In addition to being planted for its fruit, peaches are planted as ornamentals for their flowers. It is relatively short lived, usually not exceeding twenty years of age. Peaches were first domesticated and cultivated in China during the Neolithic period. The specific name persica refers to its widespread cultivation in Persia (modern-day Iran), from where it was transplanted to Europe. It belongs to the genus Prunus, which also includes the cherry, apricot, almond, and plum, and which is part of the rose family.

The peach is very popular; only the apple and pear have higher production amounts for temperate fruits. In 2023, China produced 65% of the world total of peaches and nectarines. Other leading countries, such as Spain, Turkey, Italy, the U.S., and Iran lag far behind China, with none producing more than 5% of the world total. The fruit is regarded as a symbol of longevity in China.

== Description ==

The peach is a deciduous tree or tree like shrub that may rarely grow to as much as 10 m tall, but is more typically 3 m with large specimens reaching 4 m. The spread of the crown is similar to the height, ranging from 3 to 4 m. They do not produce suckers or have thorns. The root system is deep, with the roots continuing to grow during the winter season.

Unlike apples, the size of peach trees is not generally controlled by dwarfing rootstocks in commercial orchards. A great variety of growth habits have been selected including columnar, dwarf, spreading, and weeping. In order to have a single trunk, trees must be pruned and likewise the branches have a tendency to droop over time and must be trained to allow for access under the tree.

The bark on the trunk and branches is dark gray with horizontal lenticels. It becomes more scaly and rough as the tree becomes older. Twigs on peach trees have a smooth, hairless surface, the bark is usually red, but may be green on the sides not exposed to the sun. As they become older, branchlets weather to become gray in color. Twigs have true terminal buds at their ends.

Peach leaves are oblong to lanceolate, having sides nearly parallel until tapering at end and base or shaped like the head of a spear. The widest portion of the leaf is midway or further towards the leaf tip. Each leaf folds along the central rib of the leaf and is often curved, usually 7–15 cm long and 2–4.5 cm wide, though occasionally they may be shorter. The surface of the leaves is smooth and hairless, but the leaf stem sometimes has glands. The edges of the leaves have serrated edges with blunt teeth. The teeth have a reddish-brown gland at the tip. Leaves are attached to the twigs by petioles, leaf stems. They are strong and measure 1 to 2 cm. They can have one or more extrafloral nectaries.

> Information provided

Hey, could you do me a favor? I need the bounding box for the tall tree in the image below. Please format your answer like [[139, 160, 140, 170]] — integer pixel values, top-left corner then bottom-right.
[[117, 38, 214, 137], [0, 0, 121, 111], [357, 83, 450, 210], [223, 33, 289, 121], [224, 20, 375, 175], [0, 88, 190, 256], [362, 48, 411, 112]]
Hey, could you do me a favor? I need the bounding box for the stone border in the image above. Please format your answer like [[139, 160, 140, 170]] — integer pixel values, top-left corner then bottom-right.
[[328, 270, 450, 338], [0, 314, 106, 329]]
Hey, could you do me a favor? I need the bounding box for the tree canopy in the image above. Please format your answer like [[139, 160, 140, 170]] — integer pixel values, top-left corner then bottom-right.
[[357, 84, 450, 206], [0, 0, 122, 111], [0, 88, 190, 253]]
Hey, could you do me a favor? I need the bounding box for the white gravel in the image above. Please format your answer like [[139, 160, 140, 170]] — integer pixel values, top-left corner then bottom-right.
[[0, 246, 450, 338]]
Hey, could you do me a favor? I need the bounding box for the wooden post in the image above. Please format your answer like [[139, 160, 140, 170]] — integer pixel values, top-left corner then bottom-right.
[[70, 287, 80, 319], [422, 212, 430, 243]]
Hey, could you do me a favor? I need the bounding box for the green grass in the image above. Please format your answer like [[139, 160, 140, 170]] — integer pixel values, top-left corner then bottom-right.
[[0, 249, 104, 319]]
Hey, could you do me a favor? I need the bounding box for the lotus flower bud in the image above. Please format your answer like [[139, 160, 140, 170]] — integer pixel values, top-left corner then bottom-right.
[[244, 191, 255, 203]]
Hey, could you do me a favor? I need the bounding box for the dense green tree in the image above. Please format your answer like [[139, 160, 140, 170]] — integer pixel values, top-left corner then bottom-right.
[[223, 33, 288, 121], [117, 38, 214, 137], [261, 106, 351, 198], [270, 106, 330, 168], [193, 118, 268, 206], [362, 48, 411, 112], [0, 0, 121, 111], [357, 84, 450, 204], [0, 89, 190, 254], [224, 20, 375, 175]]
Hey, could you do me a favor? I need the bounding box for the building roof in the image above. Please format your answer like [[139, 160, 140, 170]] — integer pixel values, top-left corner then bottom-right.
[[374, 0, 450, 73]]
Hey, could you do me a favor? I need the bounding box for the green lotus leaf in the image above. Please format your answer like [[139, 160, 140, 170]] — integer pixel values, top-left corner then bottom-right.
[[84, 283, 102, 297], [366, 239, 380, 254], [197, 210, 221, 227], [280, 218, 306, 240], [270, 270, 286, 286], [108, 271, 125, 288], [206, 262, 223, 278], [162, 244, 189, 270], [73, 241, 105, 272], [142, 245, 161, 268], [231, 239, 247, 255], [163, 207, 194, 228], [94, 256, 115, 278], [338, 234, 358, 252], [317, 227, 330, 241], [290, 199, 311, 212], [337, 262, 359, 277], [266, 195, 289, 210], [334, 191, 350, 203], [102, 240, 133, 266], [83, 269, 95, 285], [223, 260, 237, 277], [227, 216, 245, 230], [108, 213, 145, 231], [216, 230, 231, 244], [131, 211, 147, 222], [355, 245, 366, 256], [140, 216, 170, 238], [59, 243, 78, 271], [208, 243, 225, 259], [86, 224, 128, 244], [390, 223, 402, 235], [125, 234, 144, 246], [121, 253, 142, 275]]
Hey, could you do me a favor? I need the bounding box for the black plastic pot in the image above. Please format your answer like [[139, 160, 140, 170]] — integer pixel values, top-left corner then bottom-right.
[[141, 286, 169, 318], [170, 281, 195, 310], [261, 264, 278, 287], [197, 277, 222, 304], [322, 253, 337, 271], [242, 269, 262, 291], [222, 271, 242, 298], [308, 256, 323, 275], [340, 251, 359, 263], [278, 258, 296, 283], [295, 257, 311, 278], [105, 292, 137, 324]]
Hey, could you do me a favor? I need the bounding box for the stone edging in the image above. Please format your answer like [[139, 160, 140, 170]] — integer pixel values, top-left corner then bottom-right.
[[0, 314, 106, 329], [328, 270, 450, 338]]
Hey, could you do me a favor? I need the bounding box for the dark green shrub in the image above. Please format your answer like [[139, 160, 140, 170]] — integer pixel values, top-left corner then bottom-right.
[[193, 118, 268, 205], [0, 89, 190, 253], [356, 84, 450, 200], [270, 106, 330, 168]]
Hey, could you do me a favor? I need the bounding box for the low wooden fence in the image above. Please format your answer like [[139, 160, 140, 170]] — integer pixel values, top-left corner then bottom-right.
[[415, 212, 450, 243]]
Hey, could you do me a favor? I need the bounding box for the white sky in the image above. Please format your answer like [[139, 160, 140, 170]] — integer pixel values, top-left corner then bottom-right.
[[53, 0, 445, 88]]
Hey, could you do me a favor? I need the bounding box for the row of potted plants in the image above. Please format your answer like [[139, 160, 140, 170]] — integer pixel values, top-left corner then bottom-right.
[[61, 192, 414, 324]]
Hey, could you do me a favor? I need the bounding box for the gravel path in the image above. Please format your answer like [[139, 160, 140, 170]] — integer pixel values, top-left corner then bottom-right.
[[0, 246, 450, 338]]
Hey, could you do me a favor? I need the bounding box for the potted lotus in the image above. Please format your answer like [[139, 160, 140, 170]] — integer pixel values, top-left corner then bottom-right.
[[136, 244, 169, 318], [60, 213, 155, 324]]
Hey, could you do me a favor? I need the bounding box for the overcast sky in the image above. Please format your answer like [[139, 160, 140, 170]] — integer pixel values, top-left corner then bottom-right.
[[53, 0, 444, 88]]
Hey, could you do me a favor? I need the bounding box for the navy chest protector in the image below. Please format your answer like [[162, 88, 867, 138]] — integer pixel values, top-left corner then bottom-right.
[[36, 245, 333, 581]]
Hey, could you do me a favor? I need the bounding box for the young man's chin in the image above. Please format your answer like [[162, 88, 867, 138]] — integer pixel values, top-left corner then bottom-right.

> Set of tasks
a) In the peach text, what color is the bark on the trunk and branches?
b) Please transcribe part of the peach text word for word, starting at the words "In addition to" and ending after "the rose family.".

> Answer list
a) Dark gray, with horizontal lenticels.

b)
In addition to being planted for its fruit, peaches are planted as ornamentals for their flowers. It is relatively short lived, usually not exceeding twenty years of age. Peaches were first domesticated and cultivated in China during the Neolithic period. The specific name persica refers to its widespread cultivation in Persia (modern-day Iran), from where it was transplanted to Europe. It belongs to the genus Prunus, which also includes the cherry, apricot, almond, and plum, and which is part of the rose family.